Only the records, exactly as written, belong in the answer; pictures do not.

[Recorded data]
──────────

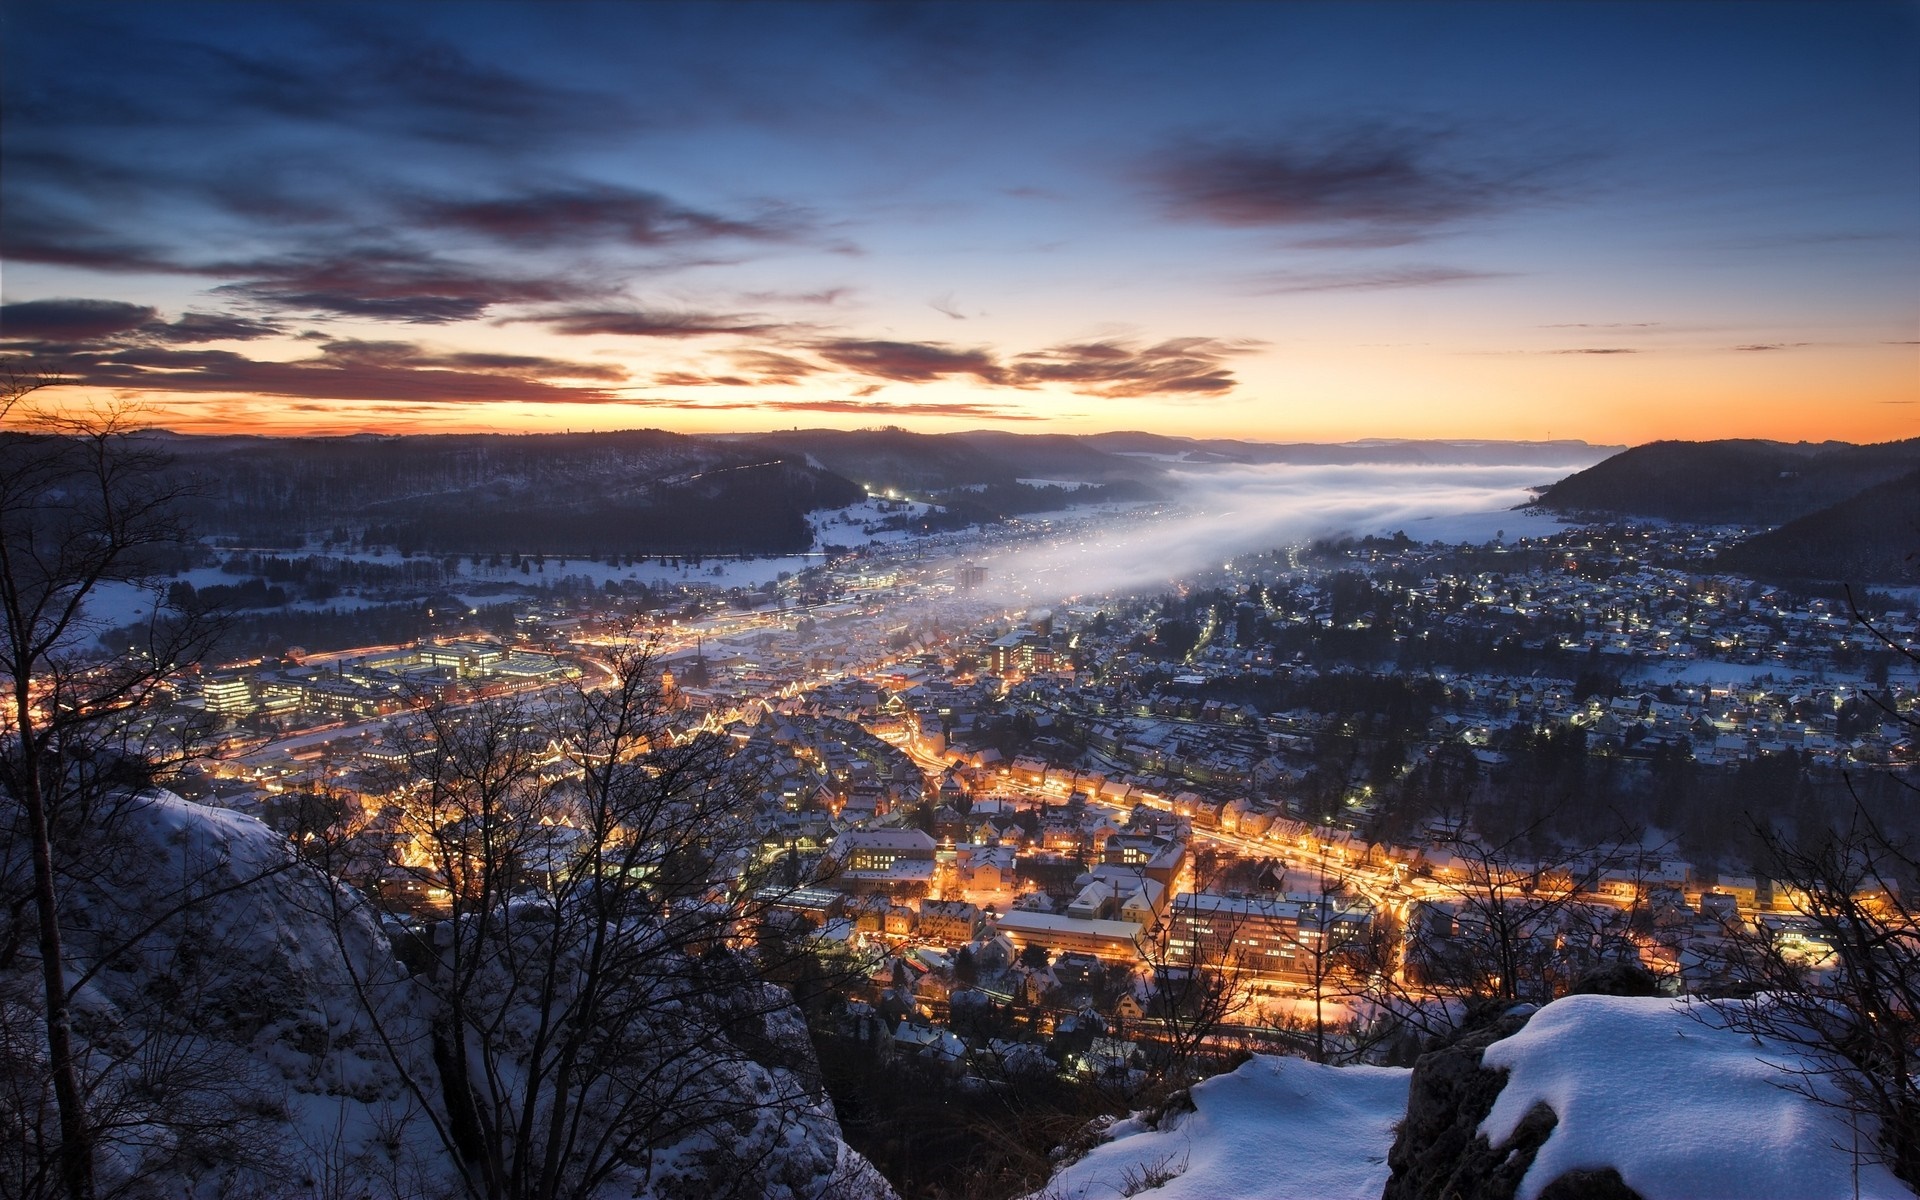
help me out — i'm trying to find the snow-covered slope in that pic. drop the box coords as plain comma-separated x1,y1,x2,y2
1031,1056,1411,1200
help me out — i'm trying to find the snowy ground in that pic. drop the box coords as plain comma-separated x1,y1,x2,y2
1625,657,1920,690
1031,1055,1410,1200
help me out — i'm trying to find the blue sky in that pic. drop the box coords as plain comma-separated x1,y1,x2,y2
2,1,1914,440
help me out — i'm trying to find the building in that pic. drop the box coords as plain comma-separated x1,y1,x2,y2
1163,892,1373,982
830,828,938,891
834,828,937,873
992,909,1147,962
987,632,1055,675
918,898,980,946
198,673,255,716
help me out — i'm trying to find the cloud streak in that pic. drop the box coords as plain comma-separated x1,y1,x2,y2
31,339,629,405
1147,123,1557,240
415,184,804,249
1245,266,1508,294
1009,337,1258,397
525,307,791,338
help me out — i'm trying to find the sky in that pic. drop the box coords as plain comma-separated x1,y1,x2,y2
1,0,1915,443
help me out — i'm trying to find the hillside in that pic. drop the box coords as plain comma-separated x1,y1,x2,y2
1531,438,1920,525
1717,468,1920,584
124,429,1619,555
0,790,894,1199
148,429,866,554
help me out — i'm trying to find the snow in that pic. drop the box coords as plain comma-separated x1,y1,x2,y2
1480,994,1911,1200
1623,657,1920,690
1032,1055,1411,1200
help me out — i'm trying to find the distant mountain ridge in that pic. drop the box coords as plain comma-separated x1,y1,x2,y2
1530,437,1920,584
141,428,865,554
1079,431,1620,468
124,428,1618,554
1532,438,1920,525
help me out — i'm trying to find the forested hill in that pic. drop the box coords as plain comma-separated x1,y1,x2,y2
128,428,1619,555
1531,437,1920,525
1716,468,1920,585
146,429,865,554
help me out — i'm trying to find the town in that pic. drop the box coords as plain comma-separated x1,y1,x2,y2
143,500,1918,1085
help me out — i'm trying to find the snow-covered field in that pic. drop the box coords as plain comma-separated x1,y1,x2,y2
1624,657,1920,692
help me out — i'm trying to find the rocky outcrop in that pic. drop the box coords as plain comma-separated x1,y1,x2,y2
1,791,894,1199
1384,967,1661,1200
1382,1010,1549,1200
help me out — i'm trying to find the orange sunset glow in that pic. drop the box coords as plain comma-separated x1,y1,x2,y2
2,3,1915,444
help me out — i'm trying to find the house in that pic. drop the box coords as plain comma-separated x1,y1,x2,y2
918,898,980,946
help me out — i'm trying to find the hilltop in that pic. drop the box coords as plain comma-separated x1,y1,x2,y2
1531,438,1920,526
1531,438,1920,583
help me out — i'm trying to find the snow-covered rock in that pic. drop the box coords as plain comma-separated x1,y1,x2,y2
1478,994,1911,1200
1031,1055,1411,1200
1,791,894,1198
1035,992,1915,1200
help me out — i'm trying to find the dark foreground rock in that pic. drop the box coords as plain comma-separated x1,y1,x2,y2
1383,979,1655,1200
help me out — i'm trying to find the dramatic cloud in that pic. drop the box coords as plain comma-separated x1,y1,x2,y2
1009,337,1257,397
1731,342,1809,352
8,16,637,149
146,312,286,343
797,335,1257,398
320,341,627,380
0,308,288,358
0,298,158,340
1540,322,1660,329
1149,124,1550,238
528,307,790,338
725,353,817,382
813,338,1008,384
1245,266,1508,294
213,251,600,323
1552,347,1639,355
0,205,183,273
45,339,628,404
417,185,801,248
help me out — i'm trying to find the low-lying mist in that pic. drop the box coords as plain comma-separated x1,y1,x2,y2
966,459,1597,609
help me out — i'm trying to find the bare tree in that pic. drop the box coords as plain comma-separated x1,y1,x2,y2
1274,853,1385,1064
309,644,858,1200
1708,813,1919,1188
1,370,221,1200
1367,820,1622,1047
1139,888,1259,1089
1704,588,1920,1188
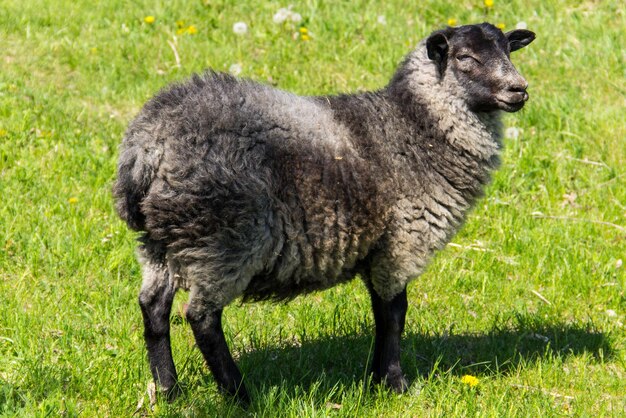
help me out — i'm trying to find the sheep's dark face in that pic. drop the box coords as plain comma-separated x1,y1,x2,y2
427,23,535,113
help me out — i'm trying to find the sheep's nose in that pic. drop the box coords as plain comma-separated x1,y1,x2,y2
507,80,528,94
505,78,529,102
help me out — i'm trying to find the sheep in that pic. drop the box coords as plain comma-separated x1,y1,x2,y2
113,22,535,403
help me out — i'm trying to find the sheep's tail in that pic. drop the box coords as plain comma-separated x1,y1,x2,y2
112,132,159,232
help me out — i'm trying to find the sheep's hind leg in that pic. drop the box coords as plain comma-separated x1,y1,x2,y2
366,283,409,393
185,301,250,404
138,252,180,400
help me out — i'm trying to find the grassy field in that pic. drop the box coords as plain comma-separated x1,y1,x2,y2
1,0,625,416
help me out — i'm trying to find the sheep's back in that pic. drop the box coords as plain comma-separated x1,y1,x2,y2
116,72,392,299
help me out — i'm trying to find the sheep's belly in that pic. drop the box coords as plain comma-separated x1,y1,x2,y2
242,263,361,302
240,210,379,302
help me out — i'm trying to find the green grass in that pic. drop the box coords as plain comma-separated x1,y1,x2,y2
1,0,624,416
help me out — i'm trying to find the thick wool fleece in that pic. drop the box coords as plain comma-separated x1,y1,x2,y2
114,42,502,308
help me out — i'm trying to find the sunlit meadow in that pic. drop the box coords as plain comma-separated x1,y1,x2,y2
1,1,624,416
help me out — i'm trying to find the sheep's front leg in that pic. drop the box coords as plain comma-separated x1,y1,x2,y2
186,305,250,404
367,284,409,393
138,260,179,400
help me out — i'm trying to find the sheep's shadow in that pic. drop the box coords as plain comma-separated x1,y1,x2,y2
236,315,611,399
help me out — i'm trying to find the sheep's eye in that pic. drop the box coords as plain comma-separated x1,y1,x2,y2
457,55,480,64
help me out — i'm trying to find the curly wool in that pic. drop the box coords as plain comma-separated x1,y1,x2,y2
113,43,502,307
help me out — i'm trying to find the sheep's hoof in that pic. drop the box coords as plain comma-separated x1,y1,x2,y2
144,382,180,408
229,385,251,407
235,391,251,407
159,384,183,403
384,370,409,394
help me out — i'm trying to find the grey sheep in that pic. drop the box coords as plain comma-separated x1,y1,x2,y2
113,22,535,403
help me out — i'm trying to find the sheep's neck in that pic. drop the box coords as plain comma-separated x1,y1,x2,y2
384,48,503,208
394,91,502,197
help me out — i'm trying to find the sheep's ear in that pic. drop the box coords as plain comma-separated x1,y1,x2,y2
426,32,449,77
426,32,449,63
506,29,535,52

──────────

### Answer for the task
help me out — i'm trying to find the snow-covered slope in that pic. drop the box coords as plain comma-separated x1,y1,x2,y2
1031,1056,1411,1200
help me out — i'm trying to find the snowy ground in that pic. drop the box coords as plain comma-separated x1,y1,x2,y2
1625,657,1920,690
1031,1055,1410,1200
help me out — i'm trying to find the blue sky in that pic. drop the box coords as plain comma-separated x1,y1,x2,y2
2,1,1914,440
help me out — i'm trying to find the building in that pic. drop the box coords as plain comma-separated x1,y1,x2,y2
1163,892,1373,982
830,828,938,891
834,828,937,873
992,909,1147,962
987,632,1055,675
918,898,980,946
198,673,255,716
help me out — i'm trying to find the cloud streak in that pic. drop the box coords as plain comma-separated x1,y1,x2,y2
31,339,629,405
1147,123,1557,240
415,184,804,249
1245,266,1508,294
1009,337,1258,397
525,307,791,338
help me out — i'm trying to find the sky in that pic. drop the box coords as plain comma-separated x1,y1,x2,y2
1,0,1915,443
help me out — i'm trying to find the hillside in that pic. drop the box coords as plain comma-separated x1,y1,x2,y2
1531,438,1920,525
1717,468,1920,584
124,429,1619,555
0,790,894,1199
148,429,866,554
help me out — i'm trying to find the snow in that pic. drop the box coords as plain comma-separated x1,y1,x2,y2
1480,994,1911,1200
1623,657,1920,690
1032,1055,1411,1200
help me out — i'm trying to find the distant mountain ridge in that pic. drop the box coords as plain comma-separated x1,y1,x2,y2
1530,437,1920,584
141,428,865,554
1079,431,1620,468
124,428,1618,554
1532,438,1920,525
help me out — i'm trying to find the forested hill in that pic. drop the box coords as plain comma-separated x1,y1,x2,y2
128,428,1619,555
1531,437,1920,525
1716,468,1920,585
146,429,865,554
help me out — i'm trying to find the town in that pic. drop the box coords as plain comma-separated x1,y1,x2,y2
143,500,1918,1085
help me out — i'm trying to find the snow-covered field in that pic. drop the box coords as plain comma-separated x1,y1,x2,y2
1624,657,1920,692
help me out — i'm trying to find the rocky outcrop in that pic. drop the box coords as plain comma-separated x1,y1,x2,y2
1,791,894,1199
1384,967,1661,1200
1382,1010,1549,1200
help me out — i'm trying to find the orange sunset glow in that pic. drop the box coords as plain comma-separated x1,y1,x2,y2
2,3,1915,444
help me out — i'm trying to find the house in that pic. drop the box coords as plain comma-separated x1,y1,x2,y2
918,898,980,946
help me out — i'm trying to find the hilltop in that pic. drop the box coords as plain comma-separated x1,y1,x2,y2
1531,438,1920,526
1531,438,1920,583
help me out — i'm trying to find the snow-covered rock in that pic. drop the box coords as plain comma-separated x1,y1,x2,y2
1478,994,1911,1200
1031,1055,1411,1200
1,791,894,1198
1035,992,1915,1200
help me out — i'm trying to find the dark foreground rock in that pic. drop the box coords as plain comma-separated x1,y1,x2,y2
1383,979,1655,1200
help me out — i'm trying to find the dramatic cloud in that pic. drop the box coords as plain comma-separated x1,y1,x2,y2
1009,337,1257,397
1731,342,1809,352
8,16,637,149
146,312,286,343
797,335,1257,398
320,341,627,380
0,308,288,358
0,298,158,340
1540,322,1660,329
1149,124,1550,238
528,307,790,338
725,353,817,382
813,338,1008,384
1245,266,1508,294
213,251,600,323
1552,347,1639,355
0,205,183,273
45,339,628,404
417,185,801,248
help me out — i'm trying to find the low-lying mist in that pic. drop the box coords as plain comma-separated x1,y1,x2,y2
966,459,1597,609
help me out — i'm trying to find the bare tree in that pic. drop the box coords as plain comma-separated x1,y1,x2,y2
1274,853,1385,1064
309,644,858,1200
1708,813,1919,1188
1,370,221,1200
1367,820,1622,1047
1139,888,1259,1089
1704,588,1920,1188
help me out — i'm trying to find the sheep's dark face in that pic. drop the box coords as plain comma-separated x1,y1,x2,y2
427,23,535,113
help me out — i'm trying to find the sheep's nose in that pic. drop the box coords as plain comma-separated x1,y1,x2,y2
507,80,528,94
505,78,529,102
help me out — i'm trying to find the sheep in that pic. drop the box coords as plain comma-separated x1,y1,x2,y2
113,22,535,403
help me out — i'm trying to find the sheep's tail in that pic. drop the box coords as plain comma-separated x1,y1,x2,y2
112,132,159,232
help me out — i'm trying to find the sheep's hind leg in that pic. drop the box coords as plain comma-separated x1,y1,x2,y2
366,283,409,393
185,301,250,404
138,252,180,400
help me out — i'm trying to find the grassy field in that pic. drop the box coords as plain comma-separated x1,y1,x2,y2
1,0,625,416
help me out — i'm trying to find the sheep's back in that pic. drop the box coords as plain comma-separated x1,y1,x2,y2
116,72,392,299
help me out — i'm trying to find the sheep's belly in that pic. drop the box coords as plain comma-separated x1,y1,x2,y2
242,263,361,302
240,210,379,302
help me out — i'm trying to find the green grass in that pic. drop the box coords as plain comma-separated x1,y1,x2,y2
1,0,624,416
help me out — i'm trying to find the thick wool fleece in that pic. drop the box coords as plain comma-separated x1,y1,x2,y2
114,42,502,308
help me out — i'm trying to find the sunlit meadow in that pic. drop the box coords as plain comma-separated x1,y1,x2,y2
1,1,624,416
help me out — i'm trying to find the sheep's front leg in that pic. drop the box coords as plain comma-separated x1,y1,x2,y2
186,305,250,404
367,284,409,393
138,260,179,400
help me out — i'm trying to find the sheep's shadow in that pic. drop the box coords as plain comma-separated x1,y1,x2,y2
236,315,611,399
help me out — i'm trying to find the sheep's eye in that pic. drop the box coords as plain comma-separated x1,y1,x2,y2
457,55,480,64
help me out — i'm trying to find the curly wool in that pic. drop the box coords as plain comma-separated x1,y1,x2,y2
113,43,502,307
help me out — i'm trying to find the sheep's hoof in that pic. drop the box coords as plain comma-separated x1,y1,x2,y2
144,382,180,408
229,385,251,407
235,391,251,407
159,384,183,403
384,370,409,394
help me out — i'm trying to find the grey sheep in that pic. drop the box coords as plain comma-separated x1,y1,x2,y2
113,22,535,403
help me out — i'm trying to find the sheep's neck in that pic. drop the box coords as plain comma-separated x1,y1,x2,y2
384,48,503,208
394,91,502,197
help me out — i'm trying to find the sheep's ear in that pic. drop the box coords as plain comma-separated x1,y1,x2,y2
426,32,449,77
426,32,449,63
506,29,535,52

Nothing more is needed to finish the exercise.